(Job)
Copy the data below from the line containing "Where can you see the gray" up to and including the line containing "Target: red roof", reproducing each line without any change.

(Information supplied)
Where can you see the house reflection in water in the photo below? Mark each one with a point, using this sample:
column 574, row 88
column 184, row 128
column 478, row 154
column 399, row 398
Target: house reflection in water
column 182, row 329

* * *

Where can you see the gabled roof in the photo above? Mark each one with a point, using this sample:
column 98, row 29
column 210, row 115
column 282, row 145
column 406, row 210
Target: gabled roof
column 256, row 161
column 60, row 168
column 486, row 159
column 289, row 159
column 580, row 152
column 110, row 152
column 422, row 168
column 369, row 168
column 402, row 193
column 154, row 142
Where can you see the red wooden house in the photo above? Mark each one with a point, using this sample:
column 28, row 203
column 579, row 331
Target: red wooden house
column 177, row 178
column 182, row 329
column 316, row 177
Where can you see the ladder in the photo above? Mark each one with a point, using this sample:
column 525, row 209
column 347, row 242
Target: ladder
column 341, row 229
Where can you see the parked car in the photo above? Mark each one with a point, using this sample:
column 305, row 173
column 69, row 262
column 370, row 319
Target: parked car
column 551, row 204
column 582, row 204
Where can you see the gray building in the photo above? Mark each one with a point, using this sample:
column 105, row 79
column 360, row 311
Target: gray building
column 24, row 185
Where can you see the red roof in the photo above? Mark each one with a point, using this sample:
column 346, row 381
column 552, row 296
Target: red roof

(Answer to the task)
Where can you see the gray building in the photo above? Mark each one with a point, using this sample:
column 105, row 79
column 360, row 311
Target: gray building
column 24, row 185
Where can you see the red roof in the photo above? Mark each one with a point, using this sample:
column 346, row 381
column 552, row 296
Target: red roof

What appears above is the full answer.